[Aim of the exercise]:
Please return exactly the lines from the one containing "Phrase: door frame" through the end of the records, including both.

==== Data to use ====

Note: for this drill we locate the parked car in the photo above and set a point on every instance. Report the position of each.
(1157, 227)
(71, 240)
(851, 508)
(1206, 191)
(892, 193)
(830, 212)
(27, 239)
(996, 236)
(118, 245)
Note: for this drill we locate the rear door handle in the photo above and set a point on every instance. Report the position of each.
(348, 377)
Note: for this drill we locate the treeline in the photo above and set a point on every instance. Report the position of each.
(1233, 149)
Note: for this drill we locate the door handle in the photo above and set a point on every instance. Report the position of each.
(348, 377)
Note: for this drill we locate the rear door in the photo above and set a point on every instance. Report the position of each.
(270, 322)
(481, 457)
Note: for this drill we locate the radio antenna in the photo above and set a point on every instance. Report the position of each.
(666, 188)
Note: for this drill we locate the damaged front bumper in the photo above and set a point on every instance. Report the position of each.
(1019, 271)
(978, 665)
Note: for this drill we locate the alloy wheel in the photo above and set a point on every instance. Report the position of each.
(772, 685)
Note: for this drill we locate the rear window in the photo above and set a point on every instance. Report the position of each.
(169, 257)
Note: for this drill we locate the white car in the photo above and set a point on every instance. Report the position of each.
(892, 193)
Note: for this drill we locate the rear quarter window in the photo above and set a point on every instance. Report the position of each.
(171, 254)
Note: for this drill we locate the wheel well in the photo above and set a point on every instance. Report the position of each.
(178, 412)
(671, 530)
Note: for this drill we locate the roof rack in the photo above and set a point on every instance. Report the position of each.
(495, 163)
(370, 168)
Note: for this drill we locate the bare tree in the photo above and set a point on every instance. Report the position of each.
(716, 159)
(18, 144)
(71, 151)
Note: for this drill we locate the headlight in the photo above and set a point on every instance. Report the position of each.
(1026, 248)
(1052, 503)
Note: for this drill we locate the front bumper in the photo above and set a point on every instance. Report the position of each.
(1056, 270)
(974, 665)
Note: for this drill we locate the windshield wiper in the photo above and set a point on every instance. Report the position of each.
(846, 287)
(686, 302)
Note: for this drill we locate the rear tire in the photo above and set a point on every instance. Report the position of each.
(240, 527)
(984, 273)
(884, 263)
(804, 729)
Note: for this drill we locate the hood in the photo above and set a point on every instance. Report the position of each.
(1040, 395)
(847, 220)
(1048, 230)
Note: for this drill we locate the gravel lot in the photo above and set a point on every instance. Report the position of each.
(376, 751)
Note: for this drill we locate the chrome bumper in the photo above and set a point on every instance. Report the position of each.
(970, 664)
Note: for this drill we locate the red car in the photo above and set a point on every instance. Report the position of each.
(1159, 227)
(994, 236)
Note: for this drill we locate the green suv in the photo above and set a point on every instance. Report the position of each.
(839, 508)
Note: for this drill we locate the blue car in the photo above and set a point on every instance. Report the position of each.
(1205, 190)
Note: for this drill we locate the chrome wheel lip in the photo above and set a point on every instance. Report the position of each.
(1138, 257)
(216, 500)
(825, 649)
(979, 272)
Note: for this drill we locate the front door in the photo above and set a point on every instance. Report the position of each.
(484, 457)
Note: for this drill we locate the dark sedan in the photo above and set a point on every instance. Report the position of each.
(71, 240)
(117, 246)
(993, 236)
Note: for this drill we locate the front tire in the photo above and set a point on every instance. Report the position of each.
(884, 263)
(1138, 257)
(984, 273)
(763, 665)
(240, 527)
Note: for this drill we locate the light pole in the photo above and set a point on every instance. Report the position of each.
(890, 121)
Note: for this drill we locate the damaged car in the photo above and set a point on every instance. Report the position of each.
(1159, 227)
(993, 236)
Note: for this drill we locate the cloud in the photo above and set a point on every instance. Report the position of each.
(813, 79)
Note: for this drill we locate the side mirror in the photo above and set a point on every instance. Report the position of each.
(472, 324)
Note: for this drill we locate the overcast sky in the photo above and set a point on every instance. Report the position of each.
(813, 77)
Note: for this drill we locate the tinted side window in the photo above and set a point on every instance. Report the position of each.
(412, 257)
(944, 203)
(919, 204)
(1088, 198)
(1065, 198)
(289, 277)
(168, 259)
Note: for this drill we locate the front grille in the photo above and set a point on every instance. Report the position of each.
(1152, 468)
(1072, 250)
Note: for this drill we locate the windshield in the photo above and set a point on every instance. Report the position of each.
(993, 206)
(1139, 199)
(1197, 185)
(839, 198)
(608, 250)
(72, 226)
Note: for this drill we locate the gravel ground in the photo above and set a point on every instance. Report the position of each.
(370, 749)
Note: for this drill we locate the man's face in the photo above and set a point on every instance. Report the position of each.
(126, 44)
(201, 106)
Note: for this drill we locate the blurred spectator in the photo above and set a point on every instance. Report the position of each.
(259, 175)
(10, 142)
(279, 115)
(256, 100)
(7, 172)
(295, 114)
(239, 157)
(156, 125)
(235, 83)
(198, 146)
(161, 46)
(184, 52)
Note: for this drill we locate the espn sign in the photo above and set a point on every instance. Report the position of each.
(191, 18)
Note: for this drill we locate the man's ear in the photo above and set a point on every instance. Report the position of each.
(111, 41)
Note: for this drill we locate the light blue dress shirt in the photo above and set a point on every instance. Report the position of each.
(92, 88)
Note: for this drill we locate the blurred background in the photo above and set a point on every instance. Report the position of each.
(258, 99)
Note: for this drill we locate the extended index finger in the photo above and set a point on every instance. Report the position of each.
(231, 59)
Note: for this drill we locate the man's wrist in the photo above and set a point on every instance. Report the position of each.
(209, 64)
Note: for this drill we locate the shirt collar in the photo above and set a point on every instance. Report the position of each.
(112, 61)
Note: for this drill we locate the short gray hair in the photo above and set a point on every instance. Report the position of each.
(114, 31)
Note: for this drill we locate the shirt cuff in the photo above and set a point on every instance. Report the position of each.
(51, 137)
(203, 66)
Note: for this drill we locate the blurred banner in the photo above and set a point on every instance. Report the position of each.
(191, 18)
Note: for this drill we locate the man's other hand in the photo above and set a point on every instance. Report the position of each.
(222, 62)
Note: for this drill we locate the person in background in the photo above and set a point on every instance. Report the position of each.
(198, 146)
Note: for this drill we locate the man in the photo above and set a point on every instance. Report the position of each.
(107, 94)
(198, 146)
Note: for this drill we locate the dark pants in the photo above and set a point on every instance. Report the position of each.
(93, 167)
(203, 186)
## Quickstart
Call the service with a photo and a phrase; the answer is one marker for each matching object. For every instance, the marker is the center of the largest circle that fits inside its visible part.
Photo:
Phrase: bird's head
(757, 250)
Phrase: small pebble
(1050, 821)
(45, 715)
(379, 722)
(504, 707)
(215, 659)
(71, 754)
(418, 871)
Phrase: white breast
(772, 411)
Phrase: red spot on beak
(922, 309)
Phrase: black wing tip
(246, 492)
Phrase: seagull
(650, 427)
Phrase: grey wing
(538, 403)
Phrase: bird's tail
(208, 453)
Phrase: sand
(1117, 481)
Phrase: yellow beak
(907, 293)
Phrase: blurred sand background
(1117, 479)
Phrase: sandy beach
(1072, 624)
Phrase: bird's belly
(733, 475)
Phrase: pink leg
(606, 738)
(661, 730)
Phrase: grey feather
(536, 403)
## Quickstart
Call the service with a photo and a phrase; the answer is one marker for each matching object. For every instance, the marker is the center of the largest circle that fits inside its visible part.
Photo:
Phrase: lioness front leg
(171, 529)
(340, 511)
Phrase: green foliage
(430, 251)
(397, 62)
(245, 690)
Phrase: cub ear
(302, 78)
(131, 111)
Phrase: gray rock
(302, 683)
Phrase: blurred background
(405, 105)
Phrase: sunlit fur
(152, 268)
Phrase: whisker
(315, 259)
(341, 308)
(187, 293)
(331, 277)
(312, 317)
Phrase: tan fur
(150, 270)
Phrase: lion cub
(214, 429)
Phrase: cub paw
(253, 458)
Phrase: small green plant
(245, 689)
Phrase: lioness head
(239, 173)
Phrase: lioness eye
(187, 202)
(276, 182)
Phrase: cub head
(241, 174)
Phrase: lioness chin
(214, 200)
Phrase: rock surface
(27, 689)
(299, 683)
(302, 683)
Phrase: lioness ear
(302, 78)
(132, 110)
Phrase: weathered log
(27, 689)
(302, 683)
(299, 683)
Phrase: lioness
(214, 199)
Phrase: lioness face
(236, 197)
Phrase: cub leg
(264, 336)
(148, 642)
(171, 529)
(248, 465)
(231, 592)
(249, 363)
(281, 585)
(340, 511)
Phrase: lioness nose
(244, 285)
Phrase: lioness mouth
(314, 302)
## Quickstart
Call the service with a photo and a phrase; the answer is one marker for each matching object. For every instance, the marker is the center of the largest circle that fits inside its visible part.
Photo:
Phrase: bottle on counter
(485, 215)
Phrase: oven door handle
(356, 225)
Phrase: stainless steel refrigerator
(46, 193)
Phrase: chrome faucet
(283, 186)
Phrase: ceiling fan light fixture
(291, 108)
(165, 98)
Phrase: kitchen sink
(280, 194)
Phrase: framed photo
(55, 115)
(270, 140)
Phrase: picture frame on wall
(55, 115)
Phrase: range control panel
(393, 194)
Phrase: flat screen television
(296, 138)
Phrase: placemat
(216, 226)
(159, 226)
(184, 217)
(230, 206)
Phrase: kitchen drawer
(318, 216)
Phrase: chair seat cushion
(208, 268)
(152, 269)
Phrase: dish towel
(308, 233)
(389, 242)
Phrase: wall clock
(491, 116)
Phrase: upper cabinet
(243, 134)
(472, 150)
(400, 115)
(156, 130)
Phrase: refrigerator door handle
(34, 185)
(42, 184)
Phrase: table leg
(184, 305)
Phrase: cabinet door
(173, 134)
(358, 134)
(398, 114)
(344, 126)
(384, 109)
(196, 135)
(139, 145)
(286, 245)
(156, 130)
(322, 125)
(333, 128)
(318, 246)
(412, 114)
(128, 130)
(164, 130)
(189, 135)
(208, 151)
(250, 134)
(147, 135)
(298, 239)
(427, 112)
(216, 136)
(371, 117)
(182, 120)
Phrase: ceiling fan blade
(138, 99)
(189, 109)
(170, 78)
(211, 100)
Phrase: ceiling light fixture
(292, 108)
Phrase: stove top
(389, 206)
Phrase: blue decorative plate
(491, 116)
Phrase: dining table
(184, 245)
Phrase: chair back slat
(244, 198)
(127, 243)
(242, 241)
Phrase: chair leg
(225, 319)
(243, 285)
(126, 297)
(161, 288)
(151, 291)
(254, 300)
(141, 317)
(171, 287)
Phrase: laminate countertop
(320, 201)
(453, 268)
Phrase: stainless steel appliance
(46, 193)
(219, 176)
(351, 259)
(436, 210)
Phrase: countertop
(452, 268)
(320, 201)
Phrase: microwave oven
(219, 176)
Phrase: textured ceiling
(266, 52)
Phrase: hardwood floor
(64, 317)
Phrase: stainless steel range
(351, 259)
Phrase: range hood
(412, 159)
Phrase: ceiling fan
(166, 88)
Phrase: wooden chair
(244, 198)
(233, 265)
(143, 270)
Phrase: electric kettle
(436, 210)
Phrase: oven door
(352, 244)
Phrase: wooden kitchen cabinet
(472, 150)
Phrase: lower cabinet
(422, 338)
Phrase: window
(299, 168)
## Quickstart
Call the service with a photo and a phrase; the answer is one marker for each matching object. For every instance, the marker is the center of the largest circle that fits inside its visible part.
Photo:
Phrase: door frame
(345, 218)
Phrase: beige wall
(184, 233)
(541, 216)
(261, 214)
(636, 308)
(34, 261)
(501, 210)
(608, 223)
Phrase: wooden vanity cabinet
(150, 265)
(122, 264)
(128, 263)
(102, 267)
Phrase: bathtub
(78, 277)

====

[Result of this exercise]:
Phrase: door frame
(345, 218)
Phrase: beige wall
(184, 233)
(541, 216)
(261, 214)
(636, 308)
(34, 261)
(501, 210)
(608, 223)
Phrase: wooden vanity cabinet
(150, 265)
(122, 264)
(128, 263)
(102, 267)
Phrase: bathtub
(78, 277)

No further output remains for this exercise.